[Location annotation dataset excerpts]

————————

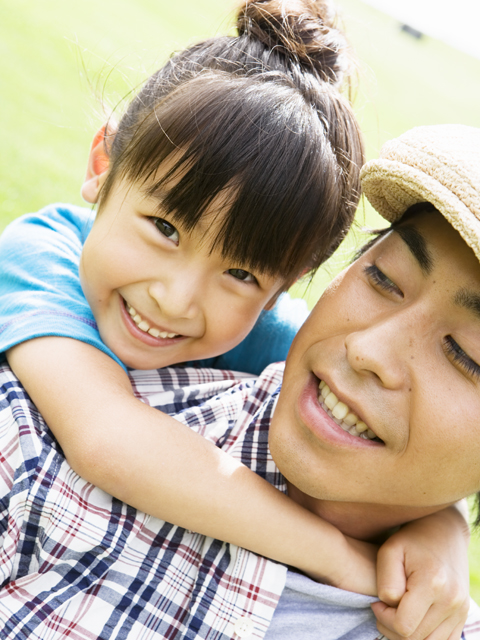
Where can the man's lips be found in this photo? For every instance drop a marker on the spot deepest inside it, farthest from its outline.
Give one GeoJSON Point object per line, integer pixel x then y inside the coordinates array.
{"type": "Point", "coordinates": [320, 420]}
{"type": "Point", "coordinates": [142, 330]}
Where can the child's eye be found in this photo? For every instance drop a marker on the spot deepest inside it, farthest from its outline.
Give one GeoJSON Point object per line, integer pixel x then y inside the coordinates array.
{"type": "Point", "coordinates": [167, 229]}
{"type": "Point", "coordinates": [241, 274]}
{"type": "Point", "coordinates": [381, 280]}
{"type": "Point", "coordinates": [459, 357]}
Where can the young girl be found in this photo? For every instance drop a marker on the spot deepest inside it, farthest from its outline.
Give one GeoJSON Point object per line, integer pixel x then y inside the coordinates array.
{"type": "Point", "coordinates": [234, 171]}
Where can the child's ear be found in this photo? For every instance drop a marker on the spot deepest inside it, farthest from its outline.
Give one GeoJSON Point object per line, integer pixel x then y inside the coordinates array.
{"type": "Point", "coordinates": [98, 164]}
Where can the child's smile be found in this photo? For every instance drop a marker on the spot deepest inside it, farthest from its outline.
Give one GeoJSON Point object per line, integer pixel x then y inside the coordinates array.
{"type": "Point", "coordinates": [159, 294]}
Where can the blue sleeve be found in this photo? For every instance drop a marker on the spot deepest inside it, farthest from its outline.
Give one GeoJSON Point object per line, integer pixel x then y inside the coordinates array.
{"type": "Point", "coordinates": [268, 341]}
{"type": "Point", "coordinates": [40, 291]}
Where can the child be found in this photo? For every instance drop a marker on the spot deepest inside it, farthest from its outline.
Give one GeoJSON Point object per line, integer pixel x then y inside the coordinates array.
{"type": "Point", "coordinates": [233, 172]}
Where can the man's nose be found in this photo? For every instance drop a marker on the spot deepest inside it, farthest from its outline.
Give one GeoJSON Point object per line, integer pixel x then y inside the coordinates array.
{"type": "Point", "coordinates": [381, 351]}
{"type": "Point", "coordinates": [177, 295]}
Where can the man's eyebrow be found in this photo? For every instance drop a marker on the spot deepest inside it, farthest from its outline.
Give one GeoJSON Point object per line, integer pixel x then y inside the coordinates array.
{"type": "Point", "coordinates": [418, 247]}
{"type": "Point", "coordinates": [468, 300]}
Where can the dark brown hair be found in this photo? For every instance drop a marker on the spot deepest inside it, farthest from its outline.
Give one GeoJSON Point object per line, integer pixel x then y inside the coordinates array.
{"type": "Point", "coordinates": [258, 117]}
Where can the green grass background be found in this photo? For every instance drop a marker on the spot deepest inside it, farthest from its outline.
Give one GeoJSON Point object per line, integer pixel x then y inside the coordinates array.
{"type": "Point", "coordinates": [66, 63]}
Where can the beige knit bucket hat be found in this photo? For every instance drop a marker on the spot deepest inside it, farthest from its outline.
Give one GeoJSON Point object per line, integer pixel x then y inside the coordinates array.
{"type": "Point", "coordinates": [438, 164]}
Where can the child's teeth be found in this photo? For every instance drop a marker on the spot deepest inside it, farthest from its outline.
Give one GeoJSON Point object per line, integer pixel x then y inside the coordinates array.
{"type": "Point", "coordinates": [144, 326]}
{"type": "Point", "coordinates": [342, 415]}
{"type": "Point", "coordinates": [340, 410]}
{"type": "Point", "coordinates": [350, 419]}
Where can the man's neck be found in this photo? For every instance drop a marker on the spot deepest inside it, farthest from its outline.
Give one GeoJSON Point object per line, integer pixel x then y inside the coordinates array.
{"type": "Point", "coordinates": [363, 521]}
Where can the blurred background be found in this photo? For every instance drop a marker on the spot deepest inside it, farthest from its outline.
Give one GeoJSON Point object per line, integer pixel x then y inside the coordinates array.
{"type": "Point", "coordinates": [65, 64]}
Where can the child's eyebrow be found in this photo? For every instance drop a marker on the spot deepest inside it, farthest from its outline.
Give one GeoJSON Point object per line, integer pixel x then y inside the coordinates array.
{"type": "Point", "coordinates": [418, 246]}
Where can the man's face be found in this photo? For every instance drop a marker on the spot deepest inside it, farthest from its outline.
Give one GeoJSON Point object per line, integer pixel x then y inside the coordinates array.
{"type": "Point", "coordinates": [396, 337]}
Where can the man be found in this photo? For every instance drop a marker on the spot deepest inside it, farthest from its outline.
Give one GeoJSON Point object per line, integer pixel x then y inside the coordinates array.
{"type": "Point", "coordinates": [380, 387]}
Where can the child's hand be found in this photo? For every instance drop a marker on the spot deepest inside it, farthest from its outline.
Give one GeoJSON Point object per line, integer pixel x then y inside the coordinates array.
{"type": "Point", "coordinates": [423, 581]}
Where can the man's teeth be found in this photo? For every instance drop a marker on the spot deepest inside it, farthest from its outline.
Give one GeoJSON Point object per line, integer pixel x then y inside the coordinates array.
{"type": "Point", "coordinates": [144, 326]}
{"type": "Point", "coordinates": [342, 415]}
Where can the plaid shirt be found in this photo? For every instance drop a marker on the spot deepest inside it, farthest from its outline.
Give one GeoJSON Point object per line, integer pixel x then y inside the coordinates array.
{"type": "Point", "coordinates": [76, 563]}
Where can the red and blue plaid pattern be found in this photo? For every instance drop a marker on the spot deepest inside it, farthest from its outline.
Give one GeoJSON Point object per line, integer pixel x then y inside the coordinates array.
{"type": "Point", "coordinates": [76, 563]}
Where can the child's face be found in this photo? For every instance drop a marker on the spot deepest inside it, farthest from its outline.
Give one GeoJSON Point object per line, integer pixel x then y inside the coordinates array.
{"type": "Point", "coordinates": [158, 294]}
{"type": "Point", "coordinates": [397, 340]}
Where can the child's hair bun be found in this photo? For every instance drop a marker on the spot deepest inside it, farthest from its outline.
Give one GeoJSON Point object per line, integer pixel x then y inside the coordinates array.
{"type": "Point", "coordinates": [302, 29]}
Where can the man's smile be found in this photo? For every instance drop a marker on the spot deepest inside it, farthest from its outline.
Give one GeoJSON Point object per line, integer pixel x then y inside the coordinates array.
{"type": "Point", "coordinates": [342, 414]}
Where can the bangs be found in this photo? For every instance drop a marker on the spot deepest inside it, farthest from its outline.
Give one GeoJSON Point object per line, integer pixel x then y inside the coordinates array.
{"type": "Point", "coordinates": [259, 146]}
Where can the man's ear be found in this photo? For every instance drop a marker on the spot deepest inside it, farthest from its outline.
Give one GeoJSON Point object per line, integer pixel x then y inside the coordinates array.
{"type": "Point", "coordinates": [98, 165]}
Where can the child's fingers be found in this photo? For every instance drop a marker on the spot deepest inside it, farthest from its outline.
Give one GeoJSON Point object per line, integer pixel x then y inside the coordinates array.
{"type": "Point", "coordinates": [438, 623]}
{"type": "Point", "coordinates": [391, 579]}
{"type": "Point", "coordinates": [442, 632]}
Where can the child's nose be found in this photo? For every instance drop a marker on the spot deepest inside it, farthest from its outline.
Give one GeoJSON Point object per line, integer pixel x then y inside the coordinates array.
{"type": "Point", "coordinates": [177, 297]}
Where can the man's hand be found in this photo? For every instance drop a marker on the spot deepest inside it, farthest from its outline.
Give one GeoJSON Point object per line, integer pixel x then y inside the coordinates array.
{"type": "Point", "coordinates": [423, 581]}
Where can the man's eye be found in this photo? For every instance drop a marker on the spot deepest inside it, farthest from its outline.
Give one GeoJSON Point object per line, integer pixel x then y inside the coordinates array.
{"type": "Point", "coordinates": [461, 359]}
{"type": "Point", "coordinates": [167, 229]}
{"type": "Point", "coordinates": [381, 280]}
{"type": "Point", "coordinates": [241, 274]}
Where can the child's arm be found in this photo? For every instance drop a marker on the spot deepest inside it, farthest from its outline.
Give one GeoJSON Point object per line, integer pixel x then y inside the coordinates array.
{"type": "Point", "coordinates": [158, 465]}
{"type": "Point", "coordinates": [422, 576]}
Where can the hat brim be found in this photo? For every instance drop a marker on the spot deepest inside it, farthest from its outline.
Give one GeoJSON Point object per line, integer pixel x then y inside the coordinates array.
{"type": "Point", "coordinates": [392, 187]}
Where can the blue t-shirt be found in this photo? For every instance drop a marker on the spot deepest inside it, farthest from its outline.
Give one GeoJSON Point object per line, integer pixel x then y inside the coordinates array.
{"type": "Point", "coordinates": [41, 295]}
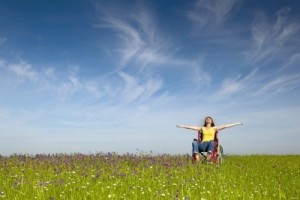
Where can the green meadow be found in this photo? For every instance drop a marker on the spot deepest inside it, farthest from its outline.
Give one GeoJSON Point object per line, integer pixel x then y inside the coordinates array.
{"type": "Point", "coordinates": [131, 176]}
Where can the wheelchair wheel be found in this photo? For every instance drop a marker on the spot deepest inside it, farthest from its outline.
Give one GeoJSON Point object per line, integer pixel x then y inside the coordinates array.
{"type": "Point", "coordinates": [220, 155]}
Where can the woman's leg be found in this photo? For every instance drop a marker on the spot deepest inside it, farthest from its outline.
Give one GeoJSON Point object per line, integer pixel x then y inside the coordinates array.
{"type": "Point", "coordinates": [210, 147]}
{"type": "Point", "coordinates": [195, 151]}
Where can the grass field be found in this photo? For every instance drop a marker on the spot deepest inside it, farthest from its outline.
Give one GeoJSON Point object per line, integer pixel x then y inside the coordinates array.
{"type": "Point", "coordinates": [128, 176]}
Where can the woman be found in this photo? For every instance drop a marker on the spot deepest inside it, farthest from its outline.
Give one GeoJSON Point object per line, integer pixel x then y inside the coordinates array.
{"type": "Point", "coordinates": [208, 134]}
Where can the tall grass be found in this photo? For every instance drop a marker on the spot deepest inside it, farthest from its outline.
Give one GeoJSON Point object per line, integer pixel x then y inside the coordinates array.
{"type": "Point", "coordinates": [113, 176]}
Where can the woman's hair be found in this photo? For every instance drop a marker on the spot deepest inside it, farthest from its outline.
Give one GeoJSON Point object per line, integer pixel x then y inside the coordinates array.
{"type": "Point", "coordinates": [212, 121]}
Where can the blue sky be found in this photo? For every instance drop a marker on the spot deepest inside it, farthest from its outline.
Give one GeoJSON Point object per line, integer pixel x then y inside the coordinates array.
{"type": "Point", "coordinates": [101, 76]}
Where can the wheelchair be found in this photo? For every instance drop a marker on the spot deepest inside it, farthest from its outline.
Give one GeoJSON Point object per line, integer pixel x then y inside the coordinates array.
{"type": "Point", "coordinates": [217, 156]}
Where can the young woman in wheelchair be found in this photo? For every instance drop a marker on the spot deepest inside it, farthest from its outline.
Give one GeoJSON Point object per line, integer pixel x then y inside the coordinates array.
{"type": "Point", "coordinates": [208, 131]}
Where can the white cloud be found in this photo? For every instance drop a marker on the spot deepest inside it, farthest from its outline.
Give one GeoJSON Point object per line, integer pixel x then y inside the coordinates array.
{"type": "Point", "coordinates": [24, 71]}
{"type": "Point", "coordinates": [281, 84]}
{"type": "Point", "coordinates": [134, 90]}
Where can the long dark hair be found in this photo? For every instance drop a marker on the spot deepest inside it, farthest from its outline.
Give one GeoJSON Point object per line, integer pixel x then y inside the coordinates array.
{"type": "Point", "coordinates": [212, 121]}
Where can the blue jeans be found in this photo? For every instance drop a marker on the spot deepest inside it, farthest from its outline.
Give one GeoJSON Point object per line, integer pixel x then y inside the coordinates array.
{"type": "Point", "coordinates": [203, 146]}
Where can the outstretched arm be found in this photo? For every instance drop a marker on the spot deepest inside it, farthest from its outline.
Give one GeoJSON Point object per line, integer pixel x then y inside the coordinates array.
{"type": "Point", "coordinates": [196, 128]}
{"type": "Point", "coordinates": [218, 128]}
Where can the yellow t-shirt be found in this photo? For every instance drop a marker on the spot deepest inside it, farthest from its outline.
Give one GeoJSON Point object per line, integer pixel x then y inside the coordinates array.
{"type": "Point", "coordinates": [208, 134]}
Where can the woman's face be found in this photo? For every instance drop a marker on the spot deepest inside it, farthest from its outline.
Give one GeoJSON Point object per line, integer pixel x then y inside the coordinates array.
{"type": "Point", "coordinates": [208, 120]}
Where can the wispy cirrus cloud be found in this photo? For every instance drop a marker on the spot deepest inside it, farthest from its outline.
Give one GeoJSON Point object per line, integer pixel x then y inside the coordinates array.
{"type": "Point", "coordinates": [138, 36]}
{"type": "Point", "coordinates": [133, 89]}
{"type": "Point", "coordinates": [280, 84]}
{"type": "Point", "coordinates": [239, 84]}
{"type": "Point", "coordinates": [24, 71]}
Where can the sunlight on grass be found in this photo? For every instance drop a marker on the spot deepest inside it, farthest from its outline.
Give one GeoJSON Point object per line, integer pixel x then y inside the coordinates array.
{"type": "Point", "coordinates": [130, 176]}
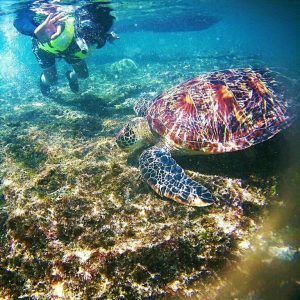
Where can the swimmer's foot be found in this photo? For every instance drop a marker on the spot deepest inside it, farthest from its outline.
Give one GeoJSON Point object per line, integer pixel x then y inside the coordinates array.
{"type": "Point", "coordinates": [73, 81]}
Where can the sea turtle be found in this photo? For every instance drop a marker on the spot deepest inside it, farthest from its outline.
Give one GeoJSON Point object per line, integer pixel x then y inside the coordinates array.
{"type": "Point", "coordinates": [218, 112]}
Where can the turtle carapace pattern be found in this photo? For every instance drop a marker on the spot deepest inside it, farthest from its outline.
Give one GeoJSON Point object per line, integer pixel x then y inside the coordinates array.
{"type": "Point", "coordinates": [217, 112]}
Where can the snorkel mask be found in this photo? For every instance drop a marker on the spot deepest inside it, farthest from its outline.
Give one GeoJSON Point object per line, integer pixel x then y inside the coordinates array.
{"type": "Point", "coordinates": [91, 25]}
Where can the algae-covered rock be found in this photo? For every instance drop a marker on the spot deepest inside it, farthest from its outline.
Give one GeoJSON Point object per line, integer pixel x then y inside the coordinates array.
{"type": "Point", "coordinates": [78, 222]}
{"type": "Point", "coordinates": [92, 228]}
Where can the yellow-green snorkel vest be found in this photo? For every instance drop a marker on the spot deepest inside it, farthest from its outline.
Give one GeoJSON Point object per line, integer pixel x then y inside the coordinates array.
{"type": "Point", "coordinates": [61, 43]}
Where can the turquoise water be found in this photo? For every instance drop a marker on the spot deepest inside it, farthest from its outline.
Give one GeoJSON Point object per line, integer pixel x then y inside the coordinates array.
{"type": "Point", "coordinates": [241, 34]}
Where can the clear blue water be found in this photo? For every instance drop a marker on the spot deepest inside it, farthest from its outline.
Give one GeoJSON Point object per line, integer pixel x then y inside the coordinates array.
{"type": "Point", "coordinates": [264, 32]}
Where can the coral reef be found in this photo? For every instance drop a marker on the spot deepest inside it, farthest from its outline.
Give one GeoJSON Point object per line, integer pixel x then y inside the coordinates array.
{"type": "Point", "coordinates": [78, 222]}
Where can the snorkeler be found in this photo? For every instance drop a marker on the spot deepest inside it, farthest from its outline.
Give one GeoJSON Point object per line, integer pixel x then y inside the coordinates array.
{"type": "Point", "coordinates": [69, 36]}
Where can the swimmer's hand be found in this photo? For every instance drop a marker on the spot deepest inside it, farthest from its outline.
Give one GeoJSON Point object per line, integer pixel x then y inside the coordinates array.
{"type": "Point", "coordinates": [50, 28]}
{"type": "Point", "coordinates": [111, 37]}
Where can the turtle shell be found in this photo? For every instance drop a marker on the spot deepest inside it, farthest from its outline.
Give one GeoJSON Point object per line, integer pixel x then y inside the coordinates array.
{"type": "Point", "coordinates": [221, 111]}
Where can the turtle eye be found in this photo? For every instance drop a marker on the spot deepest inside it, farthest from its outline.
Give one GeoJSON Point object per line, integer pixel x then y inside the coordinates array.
{"type": "Point", "coordinates": [126, 137]}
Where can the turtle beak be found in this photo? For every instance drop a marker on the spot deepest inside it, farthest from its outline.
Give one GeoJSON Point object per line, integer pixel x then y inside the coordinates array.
{"type": "Point", "coordinates": [126, 137]}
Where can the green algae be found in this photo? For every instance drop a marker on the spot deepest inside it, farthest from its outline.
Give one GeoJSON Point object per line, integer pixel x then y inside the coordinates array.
{"type": "Point", "coordinates": [84, 225]}
{"type": "Point", "coordinates": [30, 154]}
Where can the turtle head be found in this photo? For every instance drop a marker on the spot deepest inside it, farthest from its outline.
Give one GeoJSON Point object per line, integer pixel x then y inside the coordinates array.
{"type": "Point", "coordinates": [133, 135]}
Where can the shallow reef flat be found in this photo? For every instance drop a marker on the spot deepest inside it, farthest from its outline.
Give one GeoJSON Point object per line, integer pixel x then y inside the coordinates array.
{"type": "Point", "coordinates": [78, 222]}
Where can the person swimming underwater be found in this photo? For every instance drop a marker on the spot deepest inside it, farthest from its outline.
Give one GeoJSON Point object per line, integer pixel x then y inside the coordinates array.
{"type": "Point", "coordinates": [71, 36]}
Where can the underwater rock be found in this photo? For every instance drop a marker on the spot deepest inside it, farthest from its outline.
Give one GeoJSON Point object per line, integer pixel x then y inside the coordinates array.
{"type": "Point", "coordinates": [92, 228]}
{"type": "Point", "coordinates": [78, 222]}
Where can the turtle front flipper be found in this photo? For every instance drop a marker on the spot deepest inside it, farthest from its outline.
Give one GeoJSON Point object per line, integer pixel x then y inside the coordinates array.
{"type": "Point", "coordinates": [168, 179]}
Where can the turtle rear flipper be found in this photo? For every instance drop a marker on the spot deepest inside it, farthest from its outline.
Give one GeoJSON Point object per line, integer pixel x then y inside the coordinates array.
{"type": "Point", "coordinates": [168, 179]}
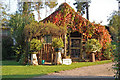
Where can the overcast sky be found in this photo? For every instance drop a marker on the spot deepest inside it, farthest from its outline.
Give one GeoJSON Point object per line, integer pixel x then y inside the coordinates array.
{"type": "Point", "coordinates": [99, 10]}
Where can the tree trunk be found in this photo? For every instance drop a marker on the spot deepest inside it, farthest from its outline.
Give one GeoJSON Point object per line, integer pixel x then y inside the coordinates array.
{"type": "Point", "coordinates": [65, 45]}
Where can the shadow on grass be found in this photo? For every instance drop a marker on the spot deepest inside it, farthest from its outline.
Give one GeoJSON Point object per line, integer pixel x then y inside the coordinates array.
{"type": "Point", "coordinates": [20, 77]}
{"type": "Point", "coordinates": [11, 62]}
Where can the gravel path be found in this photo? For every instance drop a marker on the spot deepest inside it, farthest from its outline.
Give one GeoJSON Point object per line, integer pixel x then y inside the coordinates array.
{"type": "Point", "coordinates": [96, 71]}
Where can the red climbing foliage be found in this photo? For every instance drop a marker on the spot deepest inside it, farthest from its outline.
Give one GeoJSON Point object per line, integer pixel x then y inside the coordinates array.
{"type": "Point", "coordinates": [66, 16]}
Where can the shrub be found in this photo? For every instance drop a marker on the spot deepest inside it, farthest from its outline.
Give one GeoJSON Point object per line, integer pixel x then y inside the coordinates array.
{"type": "Point", "coordinates": [108, 52]}
{"type": "Point", "coordinates": [57, 43]}
{"type": "Point", "coordinates": [93, 45]}
{"type": "Point", "coordinates": [35, 45]}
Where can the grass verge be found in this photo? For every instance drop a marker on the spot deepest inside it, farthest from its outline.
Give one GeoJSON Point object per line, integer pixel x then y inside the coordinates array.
{"type": "Point", "coordinates": [11, 69]}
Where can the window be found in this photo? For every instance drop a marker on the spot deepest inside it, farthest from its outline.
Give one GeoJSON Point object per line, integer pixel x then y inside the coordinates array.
{"type": "Point", "coordinates": [48, 39]}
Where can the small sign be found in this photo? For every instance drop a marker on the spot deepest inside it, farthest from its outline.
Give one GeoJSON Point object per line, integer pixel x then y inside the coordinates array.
{"type": "Point", "coordinates": [67, 61]}
{"type": "Point", "coordinates": [83, 0]}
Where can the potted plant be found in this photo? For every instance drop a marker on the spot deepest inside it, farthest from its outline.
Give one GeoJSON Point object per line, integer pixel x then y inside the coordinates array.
{"type": "Point", "coordinates": [57, 43]}
{"type": "Point", "coordinates": [93, 46]}
{"type": "Point", "coordinates": [35, 47]}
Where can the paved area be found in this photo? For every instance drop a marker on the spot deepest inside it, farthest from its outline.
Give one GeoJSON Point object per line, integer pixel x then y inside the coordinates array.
{"type": "Point", "coordinates": [96, 71]}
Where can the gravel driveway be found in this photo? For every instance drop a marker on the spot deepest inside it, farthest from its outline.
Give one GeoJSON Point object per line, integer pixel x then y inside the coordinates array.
{"type": "Point", "coordinates": [96, 71]}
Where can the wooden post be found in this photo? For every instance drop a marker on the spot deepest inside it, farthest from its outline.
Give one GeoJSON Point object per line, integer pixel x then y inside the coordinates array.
{"type": "Point", "coordinates": [93, 57]}
{"type": "Point", "coordinates": [65, 45]}
{"type": "Point", "coordinates": [81, 48]}
{"type": "Point", "coordinates": [69, 45]}
{"type": "Point", "coordinates": [52, 55]}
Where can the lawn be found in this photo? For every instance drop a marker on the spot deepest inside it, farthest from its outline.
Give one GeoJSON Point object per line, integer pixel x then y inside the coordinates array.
{"type": "Point", "coordinates": [11, 69]}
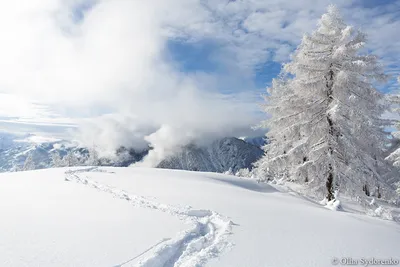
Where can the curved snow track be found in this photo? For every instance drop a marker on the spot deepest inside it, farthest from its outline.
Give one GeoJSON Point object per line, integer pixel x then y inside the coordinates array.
{"type": "Point", "coordinates": [207, 238]}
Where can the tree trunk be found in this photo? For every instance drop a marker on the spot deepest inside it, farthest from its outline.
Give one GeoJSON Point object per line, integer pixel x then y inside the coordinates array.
{"type": "Point", "coordinates": [329, 91]}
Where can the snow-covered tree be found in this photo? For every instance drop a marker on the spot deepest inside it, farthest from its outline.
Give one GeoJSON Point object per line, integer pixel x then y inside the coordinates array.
{"type": "Point", "coordinates": [325, 128]}
{"type": "Point", "coordinates": [29, 164]}
{"type": "Point", "coordinates": [394, 157]}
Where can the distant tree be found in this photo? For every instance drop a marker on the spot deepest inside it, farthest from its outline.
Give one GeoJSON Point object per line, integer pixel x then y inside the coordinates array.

————————

DO THIS:
Extract exactly the lines between the line containing "Where can the snow-covered" and the end of the data, including both.

EXERCISE SOLUTION:
Where can the snow-covered tree be found in this photo? For every instance drop a marker on the spot deepest inside it, farthest from its outline.
Give one GeoJSON Point object per line, integer pixel x then y inside the coordinates array.
{"type": "Point", "coordinates": [325, 128]}
{"type": "Point", "coordinates": [29, 164]}
{"type": "Point", "coordinates": [394, 157]}
Where can the distant tree be found in this photo? For every instance drop a marker on the spot deepest inside it, farthest from its outline.
Give one GeoJSON Point object per line, integer pixel x then y inside the coordinates array.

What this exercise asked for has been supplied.